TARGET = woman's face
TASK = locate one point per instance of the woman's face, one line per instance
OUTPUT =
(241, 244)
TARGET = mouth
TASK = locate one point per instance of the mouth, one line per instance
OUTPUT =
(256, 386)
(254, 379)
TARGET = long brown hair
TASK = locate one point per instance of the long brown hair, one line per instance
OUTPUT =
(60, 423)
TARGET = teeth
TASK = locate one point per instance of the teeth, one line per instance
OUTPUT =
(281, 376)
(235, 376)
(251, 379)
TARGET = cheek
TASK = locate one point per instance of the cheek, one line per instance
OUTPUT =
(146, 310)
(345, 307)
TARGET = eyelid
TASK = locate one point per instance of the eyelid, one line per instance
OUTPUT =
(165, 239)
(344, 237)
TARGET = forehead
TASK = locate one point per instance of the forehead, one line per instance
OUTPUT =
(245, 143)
* * * *
* _STATED TASK_: Present every line of the entries above as a Markdown table with two columns, Row for the row number and Line for the line itself, leaving out blank lines.

* _ANSWER TO THE TASK_:
| Row | Line |
|---|---|
| 1 | TARGET = woman's face |
| 2 | TASK = locate one point per instance of the woman's face, one line per instance |
| 3 | OUTPUT = |
| 4 | (241, 244) |
| 5 | TARGET = mouth |
| 6 | TASK = locate one point per instance of the mouth, one line per instance |
| 7 | OUTPUT = |
| 8 | (256, 386) |
| 9 | (254, 379) |
| 10 | TARGET = long brown hair |
| 11 | TASK = locate one point per instance of the long brown hair, one line per instance |
| 12 | OUTPUT = |
| 13 | (60, 423) |
| 14 | TARGET = teeth |
| 15 | TASK = locate one point per instance of the teeth, one line per instance |
| 16 | OUTPUT = |
| 17 | (281, 376) |
| 18 | (235, 376) |
| 19 | (251, 379) |
| 20 | TARGET = cheek |
| 21 | TASK = locate one point per instance of the cheek, one line per instance |
| 22 | OUTPUT = |
| 23 | (146, 310) |
| 24 | (345, 307) |
| 25 | TARGET = eyelid |
| 26 | TASK = locate one point per instance of the eyelid, one line per instance |
| 27 | OUTPUT = |
| 28 | (165, 239) |
| 29 | (344, 237) |
| 30 | TARGET = forehead |
| 31 | TASK = locate one point per instance of the forehead, one line per instance |
| 32 | OUTPUT = |
| 33 | (245, 143) |